══ Stored rows ══

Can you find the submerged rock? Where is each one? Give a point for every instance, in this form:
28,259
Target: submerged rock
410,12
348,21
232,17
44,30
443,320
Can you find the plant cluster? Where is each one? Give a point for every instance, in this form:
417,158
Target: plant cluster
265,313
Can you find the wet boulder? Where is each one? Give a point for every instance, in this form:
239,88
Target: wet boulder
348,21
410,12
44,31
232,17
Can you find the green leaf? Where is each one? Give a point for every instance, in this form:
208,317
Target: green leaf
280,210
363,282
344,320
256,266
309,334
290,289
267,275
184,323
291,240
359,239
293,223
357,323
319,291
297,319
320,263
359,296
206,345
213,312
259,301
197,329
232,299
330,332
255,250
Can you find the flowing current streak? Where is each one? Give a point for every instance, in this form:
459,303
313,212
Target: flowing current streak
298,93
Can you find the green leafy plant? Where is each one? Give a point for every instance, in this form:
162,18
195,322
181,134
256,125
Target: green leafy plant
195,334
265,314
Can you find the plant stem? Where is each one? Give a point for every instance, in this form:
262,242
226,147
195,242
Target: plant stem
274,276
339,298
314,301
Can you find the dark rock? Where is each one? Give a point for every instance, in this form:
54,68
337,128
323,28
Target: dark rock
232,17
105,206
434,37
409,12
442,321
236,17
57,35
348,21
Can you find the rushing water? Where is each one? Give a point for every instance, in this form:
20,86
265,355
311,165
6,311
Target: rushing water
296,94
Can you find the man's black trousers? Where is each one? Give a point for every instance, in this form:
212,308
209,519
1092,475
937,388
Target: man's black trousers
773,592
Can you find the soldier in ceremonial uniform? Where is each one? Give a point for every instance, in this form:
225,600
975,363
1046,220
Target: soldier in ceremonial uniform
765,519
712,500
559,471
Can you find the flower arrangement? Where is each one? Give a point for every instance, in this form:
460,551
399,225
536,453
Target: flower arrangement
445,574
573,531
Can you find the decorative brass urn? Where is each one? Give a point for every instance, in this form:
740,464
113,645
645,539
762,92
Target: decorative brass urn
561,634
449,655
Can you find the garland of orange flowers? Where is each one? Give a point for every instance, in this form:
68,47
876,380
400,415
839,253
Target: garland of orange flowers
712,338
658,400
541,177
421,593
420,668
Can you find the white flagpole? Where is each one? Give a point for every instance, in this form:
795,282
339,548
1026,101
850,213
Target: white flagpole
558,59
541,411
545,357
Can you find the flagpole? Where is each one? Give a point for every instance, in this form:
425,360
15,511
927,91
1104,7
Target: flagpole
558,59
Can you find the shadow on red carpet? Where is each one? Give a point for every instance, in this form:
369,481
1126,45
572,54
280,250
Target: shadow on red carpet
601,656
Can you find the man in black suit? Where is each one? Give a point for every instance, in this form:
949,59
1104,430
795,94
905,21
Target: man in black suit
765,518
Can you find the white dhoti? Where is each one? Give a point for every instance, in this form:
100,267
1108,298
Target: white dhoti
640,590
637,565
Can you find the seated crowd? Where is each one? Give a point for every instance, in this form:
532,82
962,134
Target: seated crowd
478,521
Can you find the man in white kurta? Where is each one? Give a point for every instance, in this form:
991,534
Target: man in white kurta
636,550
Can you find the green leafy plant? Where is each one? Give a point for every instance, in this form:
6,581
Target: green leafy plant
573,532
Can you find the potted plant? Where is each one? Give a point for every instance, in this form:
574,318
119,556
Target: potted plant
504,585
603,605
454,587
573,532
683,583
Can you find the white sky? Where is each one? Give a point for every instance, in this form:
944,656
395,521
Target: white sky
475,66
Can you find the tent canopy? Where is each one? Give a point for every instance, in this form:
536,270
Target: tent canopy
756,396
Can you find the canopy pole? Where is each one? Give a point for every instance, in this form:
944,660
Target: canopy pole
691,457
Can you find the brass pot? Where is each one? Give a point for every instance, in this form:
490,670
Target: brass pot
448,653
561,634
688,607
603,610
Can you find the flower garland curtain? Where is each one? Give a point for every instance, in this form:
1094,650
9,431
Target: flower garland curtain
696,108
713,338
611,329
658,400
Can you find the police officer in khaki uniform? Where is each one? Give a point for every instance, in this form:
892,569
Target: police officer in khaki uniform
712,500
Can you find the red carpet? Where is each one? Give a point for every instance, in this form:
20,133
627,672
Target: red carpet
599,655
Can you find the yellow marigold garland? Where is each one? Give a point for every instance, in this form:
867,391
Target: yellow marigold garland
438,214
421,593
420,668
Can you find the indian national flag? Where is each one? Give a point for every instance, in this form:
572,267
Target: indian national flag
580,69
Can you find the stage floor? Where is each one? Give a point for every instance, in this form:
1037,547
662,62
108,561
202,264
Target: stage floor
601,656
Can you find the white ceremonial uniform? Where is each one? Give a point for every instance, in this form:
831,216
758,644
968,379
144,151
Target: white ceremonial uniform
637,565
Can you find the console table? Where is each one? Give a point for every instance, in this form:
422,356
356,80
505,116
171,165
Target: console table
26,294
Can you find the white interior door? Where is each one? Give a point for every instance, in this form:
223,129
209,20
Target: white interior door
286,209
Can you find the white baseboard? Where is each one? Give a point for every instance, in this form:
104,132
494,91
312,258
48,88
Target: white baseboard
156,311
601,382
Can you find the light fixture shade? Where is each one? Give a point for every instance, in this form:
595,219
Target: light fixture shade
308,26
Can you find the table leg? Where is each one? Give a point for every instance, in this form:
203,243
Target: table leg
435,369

═══

Find the line containing "Can you find the white interior". Reproduce it exactly, along with every line after it through the last.

Can you find the white interior door? Where is each one? Give a point for every instance, in this form:
223,129
209,20
Target: white interior door
286,209
Can you find the white baseboard? Where is each one? Give a point for every instance, in this form:
104,132
494,91
312,258
48,88
Target: white baseboard
156,311
601,382
Can you find the light fixture shade? Where is each one? Give a point for every instance, in this form:
595,219
Target: light fixture shade
308,26
Can you find the table leg? Where is each one? Give a point for every instance, in this form:
203,243
Target: table leg
435,369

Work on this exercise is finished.